▶ [GIVEN TEXT]
=======

This troubled ancestor is an enigma to me, even though she looks calm and sedate in the only picture I’ve seen of her.
Georgia Ann (Williams) Wilson was buried–a hundred years ago last month–in the Guthrie County’s Morrisburg Cemetery, without a headstone for over five decades. And not with her husband in the Wilson plot at Coon Rapids.
Her decline in later years is as much a puzzle as were her scandalous young adult years. I think she is my only divorced ancestor, in an era when it was uncommon.
Georgia was one of four daughters of Samuel and Martha Williams, who homesteaded in Jackson Township, Guthrie County, Iowa, in 1854–along with Samuel’s parents. They were early and devout members of the Morrisburg Christian Church.
Georgia Ann married a man named Frank Davis when she was 17. Baby Fred Davis was born the next year. They divorced. No clues as to why, only guesses, but Georgia and little Fred probably ended up living with her parents.
Five years later, she married Daniel Wilson, four years her junior. Dan evidently didn’t want to raise another man’s son, so Fred grew up with his grandparents.
Dan and Georgia had a son of their own, Clabe Wilson, who as he grew into his father’s farm and purebred Duroc Jersey hog operation. Two sisters were born next, then no more children for a dozen years until two more sisters were born.
Dan Wilson had an attack of apoplexy, then three months later a “stroke of paralysis,” when son Clabe was about 19, and the youngest sister just a baby. The two older sisters were married that year. Dan, probably an alcoholic, died two years later at Clarinda State Hospital, age 41. Georgia must have slipped into a depression because Clabe took care of the two little sisters, diapering the youngest. Georgia moved into the town of Panora, where her house still stands.
But she also spent some time at The Retreat in Des Moines, a place where a woman with mental health issues could live with her children.
By the time Georgia Wilson died, also at Clarinda State Hospital, her younger daughters were 10 and 14. Clabe was married and had two sons of his own.
The youngest daughter lived with Clabe and Leora for a time, but ended up living with one of her older sisters in Colorado. The teenager had a Guthrie Center guardian so she could live and go to school there.
Except for Clabe’s side of the Dan Wilson family tree, the other branches are sparse. There are pictures of Clabe’s sisters visiting him while they lived in Dexter, and a few letters (especially when the sisters were little), but that’s about all.
Georgia’s history was certainly a troubled one. Was it poor choices in her young life that led to this?
Her son Clabe became a soft-hearted parent. During the Depression, a neighbor offered them the cutest puppy with little white paws. This neighbor’s purebred bulldog had given birth to this mixed-breed pup. Only two dollars. It was hard enough these days to feed the five kids still at home. They’d have to ask their dad.
By the time Clabe got home, the kids were pretty attached to the puppy. He said it would just cost too much to feed it. Doris, a senior in high school, began to cry. So did Dale, a freshman.
“Okay,” Clabe said. “You can’t fight tears. If you can get the dog for a dollar you can keep it.”
But I noticed another legacy of Georgia Wilson’s life. Look at pictures of Clabe’s own family. He’s usually the one holding the baby.

=======

▶ [SUPPLIED INFORMATION]
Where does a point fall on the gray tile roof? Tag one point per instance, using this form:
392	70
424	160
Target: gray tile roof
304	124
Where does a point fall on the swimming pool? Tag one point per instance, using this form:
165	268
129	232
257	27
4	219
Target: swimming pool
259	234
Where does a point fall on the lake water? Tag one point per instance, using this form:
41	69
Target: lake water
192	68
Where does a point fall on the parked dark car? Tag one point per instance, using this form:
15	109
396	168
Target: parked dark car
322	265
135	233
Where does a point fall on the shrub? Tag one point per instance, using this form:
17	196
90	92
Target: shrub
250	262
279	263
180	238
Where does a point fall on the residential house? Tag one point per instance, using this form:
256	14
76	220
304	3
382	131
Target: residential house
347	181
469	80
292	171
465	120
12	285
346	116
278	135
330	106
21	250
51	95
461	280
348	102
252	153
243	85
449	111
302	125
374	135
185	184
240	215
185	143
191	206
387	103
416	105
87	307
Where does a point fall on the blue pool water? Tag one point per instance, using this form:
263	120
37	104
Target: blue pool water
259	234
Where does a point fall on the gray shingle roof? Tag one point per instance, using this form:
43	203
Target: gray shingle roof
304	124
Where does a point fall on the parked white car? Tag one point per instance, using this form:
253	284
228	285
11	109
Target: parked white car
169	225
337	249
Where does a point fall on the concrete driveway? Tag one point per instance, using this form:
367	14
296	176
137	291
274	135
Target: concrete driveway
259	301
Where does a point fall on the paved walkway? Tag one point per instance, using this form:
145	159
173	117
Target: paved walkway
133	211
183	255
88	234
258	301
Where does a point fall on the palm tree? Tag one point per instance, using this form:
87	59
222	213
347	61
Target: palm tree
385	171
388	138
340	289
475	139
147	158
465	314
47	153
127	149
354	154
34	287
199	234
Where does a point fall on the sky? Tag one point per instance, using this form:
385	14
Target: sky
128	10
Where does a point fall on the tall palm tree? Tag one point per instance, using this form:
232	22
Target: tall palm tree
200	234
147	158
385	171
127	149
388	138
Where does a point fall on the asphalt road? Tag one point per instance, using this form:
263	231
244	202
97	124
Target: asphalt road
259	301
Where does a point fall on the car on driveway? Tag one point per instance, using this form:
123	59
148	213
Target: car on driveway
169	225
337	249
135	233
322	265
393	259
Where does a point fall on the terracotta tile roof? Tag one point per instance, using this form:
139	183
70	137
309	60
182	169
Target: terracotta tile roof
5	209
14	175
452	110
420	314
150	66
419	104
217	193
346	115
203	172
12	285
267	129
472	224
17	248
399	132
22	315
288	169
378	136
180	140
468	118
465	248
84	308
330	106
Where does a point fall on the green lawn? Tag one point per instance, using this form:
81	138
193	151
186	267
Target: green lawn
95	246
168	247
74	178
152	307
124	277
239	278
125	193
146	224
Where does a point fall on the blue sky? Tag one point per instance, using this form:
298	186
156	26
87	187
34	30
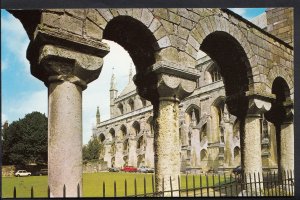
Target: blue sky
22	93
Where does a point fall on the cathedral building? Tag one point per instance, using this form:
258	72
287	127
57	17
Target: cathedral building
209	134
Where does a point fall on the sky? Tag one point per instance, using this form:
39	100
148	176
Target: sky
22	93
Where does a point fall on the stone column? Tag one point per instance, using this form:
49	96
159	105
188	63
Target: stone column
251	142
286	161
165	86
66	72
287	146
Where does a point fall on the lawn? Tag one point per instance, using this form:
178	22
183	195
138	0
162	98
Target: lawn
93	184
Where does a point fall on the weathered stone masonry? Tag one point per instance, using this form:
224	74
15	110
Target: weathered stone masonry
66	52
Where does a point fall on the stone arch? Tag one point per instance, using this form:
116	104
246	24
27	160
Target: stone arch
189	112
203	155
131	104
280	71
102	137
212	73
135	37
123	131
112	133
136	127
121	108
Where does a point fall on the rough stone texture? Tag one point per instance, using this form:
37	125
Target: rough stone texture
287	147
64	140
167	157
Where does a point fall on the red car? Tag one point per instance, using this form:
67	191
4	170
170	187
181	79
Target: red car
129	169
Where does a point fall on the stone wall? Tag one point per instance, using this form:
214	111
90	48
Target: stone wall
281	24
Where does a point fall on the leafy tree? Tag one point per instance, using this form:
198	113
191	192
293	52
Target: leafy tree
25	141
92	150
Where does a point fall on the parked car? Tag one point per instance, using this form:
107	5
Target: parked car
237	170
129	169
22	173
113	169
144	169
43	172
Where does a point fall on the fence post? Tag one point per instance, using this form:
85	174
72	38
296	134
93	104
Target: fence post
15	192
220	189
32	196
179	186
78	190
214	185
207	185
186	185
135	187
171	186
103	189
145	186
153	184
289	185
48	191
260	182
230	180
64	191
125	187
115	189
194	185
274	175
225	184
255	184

=======

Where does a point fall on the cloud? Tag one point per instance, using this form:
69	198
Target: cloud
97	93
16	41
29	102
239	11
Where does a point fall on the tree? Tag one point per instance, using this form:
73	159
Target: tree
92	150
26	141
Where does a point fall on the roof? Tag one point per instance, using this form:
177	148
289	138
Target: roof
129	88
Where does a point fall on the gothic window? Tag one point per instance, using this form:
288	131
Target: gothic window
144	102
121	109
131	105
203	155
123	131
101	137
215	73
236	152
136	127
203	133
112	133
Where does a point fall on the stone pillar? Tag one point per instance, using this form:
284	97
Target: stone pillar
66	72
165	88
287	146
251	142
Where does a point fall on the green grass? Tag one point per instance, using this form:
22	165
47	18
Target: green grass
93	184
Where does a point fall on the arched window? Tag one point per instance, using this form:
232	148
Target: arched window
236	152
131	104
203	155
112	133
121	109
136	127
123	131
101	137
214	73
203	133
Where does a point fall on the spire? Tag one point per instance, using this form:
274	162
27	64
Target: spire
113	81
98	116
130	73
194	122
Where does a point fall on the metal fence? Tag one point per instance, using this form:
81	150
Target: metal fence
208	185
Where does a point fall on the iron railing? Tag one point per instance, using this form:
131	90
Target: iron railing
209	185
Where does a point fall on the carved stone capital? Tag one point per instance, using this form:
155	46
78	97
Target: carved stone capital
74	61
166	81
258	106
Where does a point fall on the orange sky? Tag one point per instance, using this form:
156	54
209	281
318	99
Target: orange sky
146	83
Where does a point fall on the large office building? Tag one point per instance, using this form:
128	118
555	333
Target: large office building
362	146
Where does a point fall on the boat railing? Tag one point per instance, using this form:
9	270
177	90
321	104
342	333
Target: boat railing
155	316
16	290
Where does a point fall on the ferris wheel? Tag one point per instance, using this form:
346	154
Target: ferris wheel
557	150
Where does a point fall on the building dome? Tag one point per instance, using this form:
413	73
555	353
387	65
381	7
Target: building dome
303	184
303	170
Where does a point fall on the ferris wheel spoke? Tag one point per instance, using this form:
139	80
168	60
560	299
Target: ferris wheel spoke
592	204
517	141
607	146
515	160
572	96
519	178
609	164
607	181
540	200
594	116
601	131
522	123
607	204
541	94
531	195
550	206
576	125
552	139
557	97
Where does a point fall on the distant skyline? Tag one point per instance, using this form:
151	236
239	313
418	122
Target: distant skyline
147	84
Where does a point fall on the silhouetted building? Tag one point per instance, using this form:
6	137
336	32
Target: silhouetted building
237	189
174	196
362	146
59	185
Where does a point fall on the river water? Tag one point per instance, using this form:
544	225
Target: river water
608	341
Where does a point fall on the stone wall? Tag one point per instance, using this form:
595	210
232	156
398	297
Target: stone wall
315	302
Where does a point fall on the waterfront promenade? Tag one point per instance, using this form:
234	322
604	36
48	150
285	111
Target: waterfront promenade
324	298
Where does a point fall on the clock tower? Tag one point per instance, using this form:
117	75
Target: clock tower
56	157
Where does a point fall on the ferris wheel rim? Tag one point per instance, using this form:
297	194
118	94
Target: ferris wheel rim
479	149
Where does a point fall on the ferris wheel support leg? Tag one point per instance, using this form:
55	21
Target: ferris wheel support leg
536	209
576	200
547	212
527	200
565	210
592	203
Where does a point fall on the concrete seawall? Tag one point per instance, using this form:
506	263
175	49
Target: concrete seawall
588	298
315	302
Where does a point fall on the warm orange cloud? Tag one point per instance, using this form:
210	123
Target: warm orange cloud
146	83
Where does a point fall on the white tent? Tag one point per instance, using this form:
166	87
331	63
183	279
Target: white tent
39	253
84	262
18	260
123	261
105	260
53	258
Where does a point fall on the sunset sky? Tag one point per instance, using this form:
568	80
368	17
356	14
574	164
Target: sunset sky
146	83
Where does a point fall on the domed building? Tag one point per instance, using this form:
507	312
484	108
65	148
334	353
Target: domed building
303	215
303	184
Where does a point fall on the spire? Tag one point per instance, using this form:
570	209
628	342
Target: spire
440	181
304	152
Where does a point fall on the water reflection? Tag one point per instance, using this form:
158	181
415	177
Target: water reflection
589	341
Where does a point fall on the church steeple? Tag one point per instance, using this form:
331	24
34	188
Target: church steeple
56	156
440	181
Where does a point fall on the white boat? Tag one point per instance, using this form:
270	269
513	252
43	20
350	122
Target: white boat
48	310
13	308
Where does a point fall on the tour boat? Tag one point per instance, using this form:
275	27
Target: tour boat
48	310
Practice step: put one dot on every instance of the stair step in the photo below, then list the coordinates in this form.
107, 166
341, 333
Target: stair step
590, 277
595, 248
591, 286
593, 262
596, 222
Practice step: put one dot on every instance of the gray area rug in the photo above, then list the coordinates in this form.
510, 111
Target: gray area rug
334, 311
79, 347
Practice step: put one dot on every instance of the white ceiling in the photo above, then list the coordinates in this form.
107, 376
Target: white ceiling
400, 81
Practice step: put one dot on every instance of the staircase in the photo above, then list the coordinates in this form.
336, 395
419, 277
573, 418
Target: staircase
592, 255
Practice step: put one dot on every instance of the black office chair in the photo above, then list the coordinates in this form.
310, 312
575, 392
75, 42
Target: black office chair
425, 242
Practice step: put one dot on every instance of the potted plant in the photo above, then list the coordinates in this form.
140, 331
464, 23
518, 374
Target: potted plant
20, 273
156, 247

=======

▶ [EXERCISE 1] In the family history, copy out everything from "Georgia Ann married" down to "sisters were born.", putting "Frederick" in place of "Fred".
▶ [EXERCISE 2] Turn the family history's paragraph beginning "Dan Wilson had an attack of apoplexy" into a short bulleted list that keeps its main facts.
▶ [EXERCISE 3] According to the family history, in which cemetery was Georgia Ann Wilson buried?

▶ [EXPECTED OUTPUT 1]
Georgia Ann married a man named Frank Davis when she was 17. Baby Frederick Davis was born the next year. They divorced. No clues as to why, only guesses, but Georgia and little Frederick probably ended up living with her parents.
Five years later, she married Daniel Wilson, four years her junior. Dan evidently didn’t want to raise another man’s son, so Frederick grew up with his grandparents.
Dan and Georgia had a son of their own, Clabe Wilson, who as he grew into his father’s farm and purebred Duroc Jersey hog operation. Two sisters were born next, then no more children for a dozen years until two more sisters were born.

▶ [EXPECTED OUTPUT 2]
- Dan Wilson had an attack of apoplexy and, three months later, a "stroke of paralysis," when Clabe was about 19 and the youngest sister was a baby.
- The two older sisters married that year.
- Dan, probably an alcoholic, died two years later at Clarinda State Hospital at age 41.
- Georgia apparently slipped into a depression, and Clabe took care of the two little sisters, even diapering the youngest.
- Georgia moved into the town of Panora, where her house still stands.

▶ [EXPECTED OUTPUT 3] She was buried in Guthrie County's Morrisburg Cemetery.